[WORK TO BE COMPLETED]
Repeat every entry word for word; omit all pictures.

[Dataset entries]
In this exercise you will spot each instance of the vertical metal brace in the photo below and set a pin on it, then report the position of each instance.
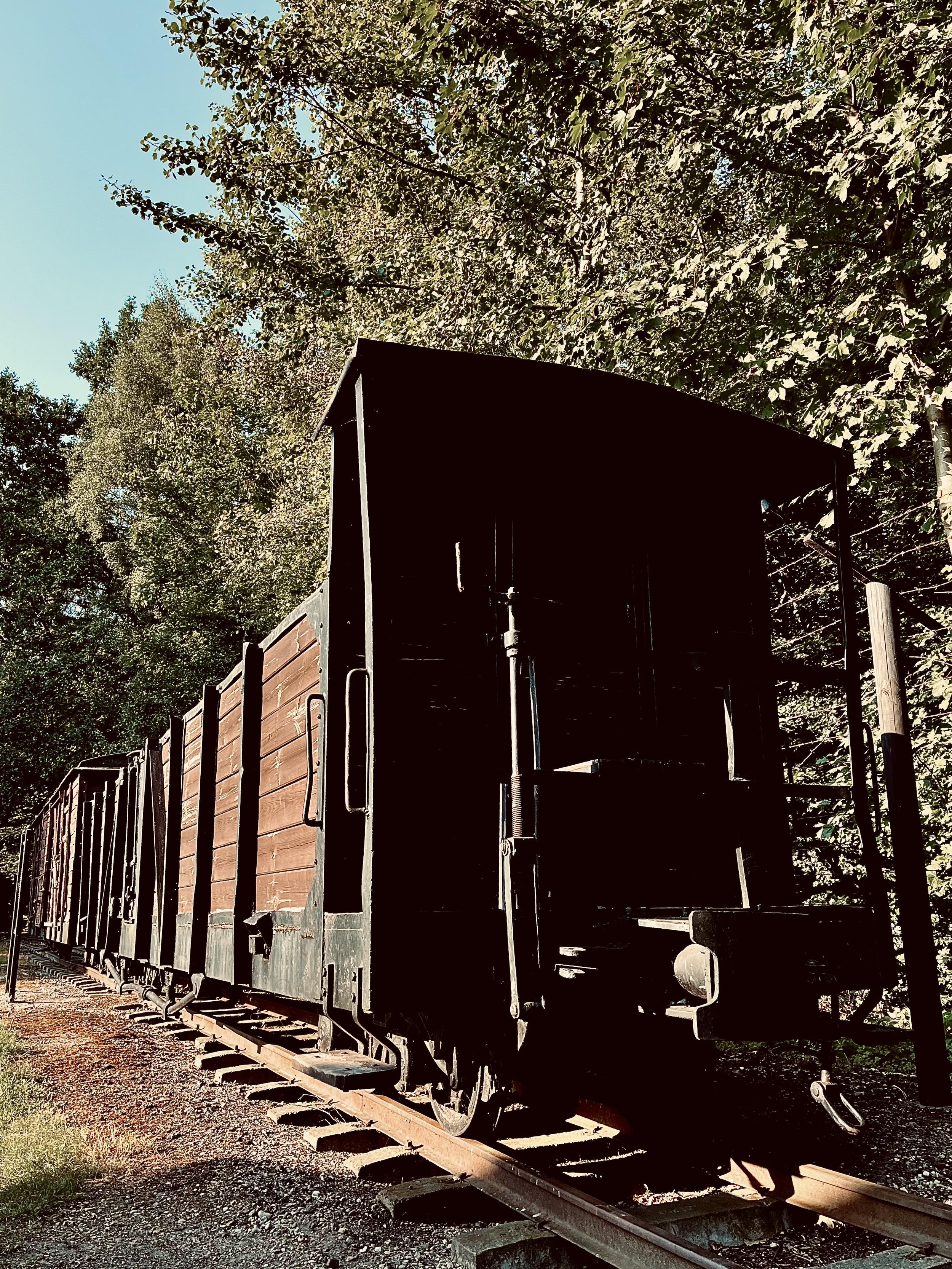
(875, 880)
(366, 675)
(908, 853)
(248, 801)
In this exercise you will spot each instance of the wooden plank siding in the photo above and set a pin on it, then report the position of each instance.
(191, 777)
(286, 844)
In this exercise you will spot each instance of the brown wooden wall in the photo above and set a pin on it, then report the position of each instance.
(190, 810)
(286, 844)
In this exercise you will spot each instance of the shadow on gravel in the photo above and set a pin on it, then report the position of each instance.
(228, 1212)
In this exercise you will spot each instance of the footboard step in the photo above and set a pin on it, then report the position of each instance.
(393, 1165)
(345, 1069)
(516, 1245)
(346, 1136)
(441, 1199)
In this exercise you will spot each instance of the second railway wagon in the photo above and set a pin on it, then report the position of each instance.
(514, 768)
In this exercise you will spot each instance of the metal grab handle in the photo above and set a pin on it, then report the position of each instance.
(316, 822)
(356, 810)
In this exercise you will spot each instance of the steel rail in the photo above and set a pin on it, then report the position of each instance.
(879, 1208)
(616, 1237)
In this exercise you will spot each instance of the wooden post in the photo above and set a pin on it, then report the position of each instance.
(908, 853)
(17, 917)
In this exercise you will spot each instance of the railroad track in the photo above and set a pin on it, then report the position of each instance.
(263, 1047)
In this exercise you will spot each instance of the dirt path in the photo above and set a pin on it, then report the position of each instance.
(204, 1177)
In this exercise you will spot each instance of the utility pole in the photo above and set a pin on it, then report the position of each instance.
(908, 854)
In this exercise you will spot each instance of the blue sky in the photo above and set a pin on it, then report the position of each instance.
(83, 81)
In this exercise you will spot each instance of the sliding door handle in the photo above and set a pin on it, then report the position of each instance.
(318, 820)
(356, 735)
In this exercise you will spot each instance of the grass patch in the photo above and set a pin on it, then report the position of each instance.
(42, 1159)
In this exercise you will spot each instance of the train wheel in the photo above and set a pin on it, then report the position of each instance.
(466, 1103)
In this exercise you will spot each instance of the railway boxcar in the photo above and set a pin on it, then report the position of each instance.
(517, 765)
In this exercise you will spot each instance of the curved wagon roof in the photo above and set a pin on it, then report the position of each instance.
(644, 420)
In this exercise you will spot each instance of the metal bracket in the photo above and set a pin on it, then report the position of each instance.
(831, 1098)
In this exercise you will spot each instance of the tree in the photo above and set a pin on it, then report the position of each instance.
(747, 202)
(60, 613)
(196, 479)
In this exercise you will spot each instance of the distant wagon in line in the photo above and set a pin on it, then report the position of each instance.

[SOLUTION FOR THIS TASK]
In this exercise you will spot each instance of the vertical metal brace in the photo below and set a pin on it, then report the position of each instance.
(875, 880)
(366, 675)
(908, 853)
(248, 801)
In this exercise you will spot each instance of the wooden plank siding in the photo above and set a pin on it, then report the position of each instance.
(191, 777)
(286, 844)
In this exercise you will spot each instance of the brown wooden wall in the photo above and set a pin on it, then report the position of each instance.
(190, 810)
(286, 844)
In this exercise you will spot each instance of the shadow on gravel in the photo above and set a pin on it, then report the position of each instance.
(228, 1212)
In this exercise you will spot each instance of the footboard step in the photo above and set a pin on it, then report the position of each instance.
(393, 1165)
(345, 1069)
(516, 1245)
(346, 1136)
(441, 1199)
In this exercise you will spot each instance of the second railway wagon in the photo above and set a pin on it, then report the position of each instance.
(514, 768)
In this exercise you will spot each instance of the metal grab handle in the photo above and set a pin on it, then report the position of each instance.
(316, 822)
(356, 810)
In this exercise you will spot each instance of the steel rail in the photo above and set a pin on it, then report the position of each instance.
(879, 1208)
(616, 1237)
In this exercise you will spot each instance of the wooden post in the photo above and set a pin on it, then report the position of each instance.
(908, 853)
(17, 917)
In this exercise you will spot each instance of the railroad track in the photo above and set a pin on it, then report the position of each instance.
(263, 1047)
In this exercise you will spot each instance of the dirt path in the photo above and set a pin on it, then report the position of each instance.
(204, 1177)
In this exercise you will spot each instance of the utility pole in the photo above and set a pin on it, then report the position of each instance.
(908, 854)
In this exercise you will spot each instance of the blue sky in the photo above and set a pin on it, then report the position of each instance.
(83, 81)
In this exercise you will spot each instance of the sliding door handle in the photo above and set a pin on it, then report the position of each instance.
(318, 820)
(356, 735)
In this exercise you will spot each instance of the grass patch in the photo above and set a pin on it, then report the position of each instance.
(42, 1159)
In this exercise you will spot each instance of the train wheel in the photo above and set a pin on it, then report the position of each instance.
(466, 1103)
In this exercise you will spot each instance of the railway boxcar in the photo above and set a pin on it, then report the position of each instance.
(517, 765)
In this exercise you will spot each instance of the curved wagon roof in the photo above and set a pin on it, then report the position of each instance.
(644, 420)
In this exercise you will spot each instance of the metal bracket in the photo above and set a pin on it, then report the position of each instance.
(831, 1098)
In this exercise you will spot each instance of the tree in the photo above and set a pin on it, then report the position of each instance.
(747, 202)
(60, 613)
(196, 479)
In this exercise you will spot each instance of the distant wagon in line in the photo above and set a pin on it, then report the position of each instance.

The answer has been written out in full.